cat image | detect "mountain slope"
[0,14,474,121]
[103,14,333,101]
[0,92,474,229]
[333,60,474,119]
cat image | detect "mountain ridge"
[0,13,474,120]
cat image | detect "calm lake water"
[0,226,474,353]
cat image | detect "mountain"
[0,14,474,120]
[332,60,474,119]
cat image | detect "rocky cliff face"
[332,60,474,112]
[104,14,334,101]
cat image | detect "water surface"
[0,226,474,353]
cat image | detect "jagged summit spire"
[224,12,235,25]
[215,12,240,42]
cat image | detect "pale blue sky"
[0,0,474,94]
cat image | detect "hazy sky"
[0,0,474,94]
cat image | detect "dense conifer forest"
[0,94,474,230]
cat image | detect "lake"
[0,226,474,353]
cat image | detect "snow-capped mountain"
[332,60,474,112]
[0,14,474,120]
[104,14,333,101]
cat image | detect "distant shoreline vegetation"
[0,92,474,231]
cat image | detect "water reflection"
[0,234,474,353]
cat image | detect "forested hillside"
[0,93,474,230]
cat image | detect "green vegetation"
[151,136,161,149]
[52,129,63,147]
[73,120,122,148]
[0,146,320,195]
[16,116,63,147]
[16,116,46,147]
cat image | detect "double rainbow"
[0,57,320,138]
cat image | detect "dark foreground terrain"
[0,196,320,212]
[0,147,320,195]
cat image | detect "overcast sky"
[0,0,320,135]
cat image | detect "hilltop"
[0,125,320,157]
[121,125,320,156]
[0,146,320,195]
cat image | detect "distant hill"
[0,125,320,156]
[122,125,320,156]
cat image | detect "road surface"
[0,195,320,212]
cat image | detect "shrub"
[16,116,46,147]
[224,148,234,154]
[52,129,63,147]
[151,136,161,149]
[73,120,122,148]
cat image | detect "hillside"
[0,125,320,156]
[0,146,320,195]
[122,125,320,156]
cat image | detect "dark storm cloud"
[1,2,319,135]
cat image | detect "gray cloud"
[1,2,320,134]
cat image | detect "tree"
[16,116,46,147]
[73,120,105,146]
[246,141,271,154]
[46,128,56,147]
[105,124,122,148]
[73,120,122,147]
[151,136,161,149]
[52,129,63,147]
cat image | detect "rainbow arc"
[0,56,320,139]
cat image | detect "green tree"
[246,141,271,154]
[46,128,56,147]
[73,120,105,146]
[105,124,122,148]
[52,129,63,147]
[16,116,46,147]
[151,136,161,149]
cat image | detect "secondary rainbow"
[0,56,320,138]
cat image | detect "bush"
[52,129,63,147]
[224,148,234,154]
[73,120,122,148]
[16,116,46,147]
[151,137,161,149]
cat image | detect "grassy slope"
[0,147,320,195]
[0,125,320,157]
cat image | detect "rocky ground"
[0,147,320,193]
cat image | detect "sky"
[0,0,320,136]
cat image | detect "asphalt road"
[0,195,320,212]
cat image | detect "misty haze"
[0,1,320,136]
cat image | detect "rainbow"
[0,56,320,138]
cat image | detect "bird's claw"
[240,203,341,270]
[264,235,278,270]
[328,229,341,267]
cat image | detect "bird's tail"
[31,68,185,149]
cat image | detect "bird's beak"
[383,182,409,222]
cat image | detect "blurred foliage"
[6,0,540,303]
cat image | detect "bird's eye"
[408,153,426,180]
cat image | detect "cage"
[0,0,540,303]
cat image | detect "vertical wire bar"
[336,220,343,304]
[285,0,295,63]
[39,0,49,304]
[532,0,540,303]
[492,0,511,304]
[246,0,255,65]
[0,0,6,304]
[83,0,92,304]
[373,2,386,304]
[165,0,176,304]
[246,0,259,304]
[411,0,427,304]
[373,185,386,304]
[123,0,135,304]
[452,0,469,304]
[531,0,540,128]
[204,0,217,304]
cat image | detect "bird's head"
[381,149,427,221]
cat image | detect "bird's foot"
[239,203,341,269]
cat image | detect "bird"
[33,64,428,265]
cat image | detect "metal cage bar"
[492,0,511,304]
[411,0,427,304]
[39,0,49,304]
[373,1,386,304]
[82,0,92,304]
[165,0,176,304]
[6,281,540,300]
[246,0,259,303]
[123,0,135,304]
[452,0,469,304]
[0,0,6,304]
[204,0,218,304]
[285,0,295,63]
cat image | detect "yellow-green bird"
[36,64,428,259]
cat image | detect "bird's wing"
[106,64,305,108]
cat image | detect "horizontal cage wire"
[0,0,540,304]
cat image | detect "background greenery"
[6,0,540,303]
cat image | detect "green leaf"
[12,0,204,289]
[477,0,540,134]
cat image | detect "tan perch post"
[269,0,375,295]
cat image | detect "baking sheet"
□ □ □ □ □
Instructions for the task:
Rewrite the rows from the top down through the line containing "[215,12,240,42]", changing "water surface" to "lake surface" and leaving everything else as it is.

Answer to this task:
cat image | detect "mountain slope"
[0,14,474,121]
[103,14,333,101]
[0,92,474,229]
[333,60,474,119]
cat image | detect "mountain ridge"
[0,13,474,120]
cat image | detect "calm lake water"
[0,226,474,353]
cat image | detect "mountain"
[0,14,474,120]
[332,60,474,119]
cat image | detect "rocky cliff face"
[332,60,474,112]
[104,14,334,101]
cat image | detect "lake surface"
[0,226,474,353]
cat image | detect "jagged summit spire"
[224,12,235,25]
[215,12,240,42]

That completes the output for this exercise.